Print the passage on Lake Apopka word for word, starting at "Many of the" and ending at "et al, 1997).".

● Text segment
--

Disturbance to this system ultimately began in 1880 with the construction of the Apopka-Beauclair Canal.  Upon its construction, water leaving Lake Apopka was no longer naturally filtered by the swamp system prior to being introduced into Lake Beauclair. In 1922 a sewage treatment plant began pumping effluent from the town of Winter Garden directly into the lake, and it wasn’t until 1980 that this practice was halted.  Coincidentally, a citrus farm began to discharge its wastes directly into Lake Apopka.  A drastic change to the lake system occurred in 1941 with the formation of the Zellwood Drainage and Water Control District that was responsible for the construction of a levee built between the lake and the marshes located on the north shore.  This sectioned off marshes, which were then drained, exposing the nutrient rich soils for agricultural use.  “Muck farms” began establishing themselves around the lake—primarily at the northern shore—and they too discharged wastes directly into the lake.
External nutrient loading—particularly nitrogen (N) and phosphorus (P)—into the system from the surrounding farms eventually led to a massive algal bloom in 1947, which began a transformation of the lake from a macrophyte dominant to a phytoplankton dominant system (Battoe, 1999).  An experiment conducted by Dillon and Rigler (1974) suggests a positive correlation between phosphorus concentrations and algal biomass; thus as concentrations of phosphorus increased in Lake Apopka algal biomass also increased.
Many of the fish species native to Lake Apopka began to be replaced by gizzard shad (Dorosoma cepedianum), a species that is more tolerant to pollution (Williams, 1999).  Gizzard shad are detritivorous fish, feeding primarily on benthic organic matter—the result of which releases nutrients to the water column that otherwise would remain stored in bottom sediment.  Liberated phosphorus can then stimulate the growth of phytoplankton populations, and, consequently, influence water quality giving the lake its now characteristic pea-soup color.  Furthermore, releases of nutrients to the system have been found to have a negative affect on species diversity (Schaus et al, 1997).

--

● Recorded data
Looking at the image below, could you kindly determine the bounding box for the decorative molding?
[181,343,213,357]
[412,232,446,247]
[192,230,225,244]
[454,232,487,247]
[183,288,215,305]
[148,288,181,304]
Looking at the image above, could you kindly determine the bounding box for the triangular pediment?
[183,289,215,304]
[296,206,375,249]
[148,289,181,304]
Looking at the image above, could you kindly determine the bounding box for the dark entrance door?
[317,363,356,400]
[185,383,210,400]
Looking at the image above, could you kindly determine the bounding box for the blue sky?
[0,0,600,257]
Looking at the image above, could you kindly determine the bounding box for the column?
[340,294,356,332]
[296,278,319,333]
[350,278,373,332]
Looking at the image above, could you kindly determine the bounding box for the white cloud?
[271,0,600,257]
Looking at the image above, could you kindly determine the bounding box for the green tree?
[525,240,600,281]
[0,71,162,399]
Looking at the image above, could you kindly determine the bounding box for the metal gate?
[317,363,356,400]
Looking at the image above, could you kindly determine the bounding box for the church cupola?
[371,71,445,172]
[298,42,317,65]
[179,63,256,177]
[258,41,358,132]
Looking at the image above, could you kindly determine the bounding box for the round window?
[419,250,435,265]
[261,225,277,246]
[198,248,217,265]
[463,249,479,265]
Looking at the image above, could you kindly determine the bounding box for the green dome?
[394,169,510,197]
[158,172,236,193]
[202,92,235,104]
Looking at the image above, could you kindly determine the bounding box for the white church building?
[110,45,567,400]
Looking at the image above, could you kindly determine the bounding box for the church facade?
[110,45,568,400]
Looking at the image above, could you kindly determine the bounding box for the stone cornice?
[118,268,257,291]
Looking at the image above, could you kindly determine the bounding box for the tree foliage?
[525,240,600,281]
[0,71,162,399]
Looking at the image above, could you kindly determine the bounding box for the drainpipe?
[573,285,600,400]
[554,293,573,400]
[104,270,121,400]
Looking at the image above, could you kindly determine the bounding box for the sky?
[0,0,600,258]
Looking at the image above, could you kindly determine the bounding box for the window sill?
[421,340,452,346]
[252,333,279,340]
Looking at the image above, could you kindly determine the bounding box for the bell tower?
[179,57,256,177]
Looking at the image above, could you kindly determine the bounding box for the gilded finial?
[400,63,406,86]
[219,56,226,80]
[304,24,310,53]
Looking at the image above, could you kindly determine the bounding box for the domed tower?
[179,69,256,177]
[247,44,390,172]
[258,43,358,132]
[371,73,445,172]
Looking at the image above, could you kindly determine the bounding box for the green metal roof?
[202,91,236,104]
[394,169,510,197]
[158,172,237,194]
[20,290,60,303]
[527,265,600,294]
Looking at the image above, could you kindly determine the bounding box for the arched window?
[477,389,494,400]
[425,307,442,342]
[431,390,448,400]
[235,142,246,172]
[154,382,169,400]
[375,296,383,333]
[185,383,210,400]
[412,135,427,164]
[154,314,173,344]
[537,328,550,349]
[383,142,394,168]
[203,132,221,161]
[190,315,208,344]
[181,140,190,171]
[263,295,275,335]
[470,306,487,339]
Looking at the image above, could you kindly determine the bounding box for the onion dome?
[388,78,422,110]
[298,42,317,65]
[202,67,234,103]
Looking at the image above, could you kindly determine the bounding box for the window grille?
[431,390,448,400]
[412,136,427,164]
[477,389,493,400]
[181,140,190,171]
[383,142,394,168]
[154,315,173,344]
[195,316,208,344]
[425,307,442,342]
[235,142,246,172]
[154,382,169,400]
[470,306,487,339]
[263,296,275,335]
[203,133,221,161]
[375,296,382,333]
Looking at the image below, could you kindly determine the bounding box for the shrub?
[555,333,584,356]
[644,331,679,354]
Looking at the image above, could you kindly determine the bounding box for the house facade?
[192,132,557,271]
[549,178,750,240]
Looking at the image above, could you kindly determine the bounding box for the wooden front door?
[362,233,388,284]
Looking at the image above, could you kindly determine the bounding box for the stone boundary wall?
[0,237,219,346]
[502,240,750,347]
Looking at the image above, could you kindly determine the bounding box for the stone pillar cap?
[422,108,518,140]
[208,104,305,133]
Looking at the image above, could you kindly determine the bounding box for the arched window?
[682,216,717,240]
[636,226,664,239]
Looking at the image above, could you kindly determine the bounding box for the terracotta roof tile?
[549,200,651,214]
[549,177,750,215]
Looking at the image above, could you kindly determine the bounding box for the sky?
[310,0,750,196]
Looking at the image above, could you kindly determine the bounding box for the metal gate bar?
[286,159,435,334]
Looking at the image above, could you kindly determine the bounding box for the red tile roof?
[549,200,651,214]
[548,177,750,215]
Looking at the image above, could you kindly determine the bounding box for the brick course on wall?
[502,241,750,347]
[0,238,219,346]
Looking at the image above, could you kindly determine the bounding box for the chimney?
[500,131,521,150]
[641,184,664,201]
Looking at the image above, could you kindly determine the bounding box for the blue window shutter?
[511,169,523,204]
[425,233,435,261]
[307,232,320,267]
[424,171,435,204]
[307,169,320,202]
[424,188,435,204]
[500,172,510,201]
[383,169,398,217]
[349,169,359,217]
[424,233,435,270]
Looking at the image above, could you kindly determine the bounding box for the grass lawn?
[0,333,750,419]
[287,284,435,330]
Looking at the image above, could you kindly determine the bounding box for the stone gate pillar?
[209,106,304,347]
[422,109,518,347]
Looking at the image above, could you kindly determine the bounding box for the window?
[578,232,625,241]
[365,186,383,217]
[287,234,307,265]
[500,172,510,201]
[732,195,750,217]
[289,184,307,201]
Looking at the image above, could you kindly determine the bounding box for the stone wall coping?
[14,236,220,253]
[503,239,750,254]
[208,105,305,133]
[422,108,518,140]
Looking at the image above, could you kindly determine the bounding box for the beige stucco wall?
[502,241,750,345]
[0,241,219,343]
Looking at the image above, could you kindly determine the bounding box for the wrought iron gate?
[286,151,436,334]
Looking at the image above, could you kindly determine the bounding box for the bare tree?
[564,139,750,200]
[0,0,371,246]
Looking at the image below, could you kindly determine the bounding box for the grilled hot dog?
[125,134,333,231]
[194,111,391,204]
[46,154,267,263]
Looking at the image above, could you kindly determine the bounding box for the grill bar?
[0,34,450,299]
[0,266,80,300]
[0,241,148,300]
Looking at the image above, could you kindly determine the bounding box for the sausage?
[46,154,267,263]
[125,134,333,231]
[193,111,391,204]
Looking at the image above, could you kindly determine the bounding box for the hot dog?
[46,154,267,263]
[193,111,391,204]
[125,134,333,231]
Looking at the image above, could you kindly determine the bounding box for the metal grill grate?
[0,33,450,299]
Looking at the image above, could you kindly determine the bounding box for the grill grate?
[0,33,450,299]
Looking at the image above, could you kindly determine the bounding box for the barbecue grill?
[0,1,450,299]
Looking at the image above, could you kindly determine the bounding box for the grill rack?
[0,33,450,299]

--

● Expected output
Many of the fish species native to Lake Apopka began to be replaced by gizzard shad (Dorosoma cepedianum), a species that is more tolerant to pollution (Williams, 1999).  Gizzard shad are detritivorous fish, feeding primarily on benthic organic matter—the result of which releases nutrients to the water column that otherwise would remain stored in bottom sediment.  Liberated phosphorus can then stimulate the growth of phytoplankton populations, and, consequently, influence water quality giving the lake its now characteristic pea-soup color.  Furthermore, releases of nutrients to the system have been found to have a negative affect on species diversity (Schaus et al, 1997).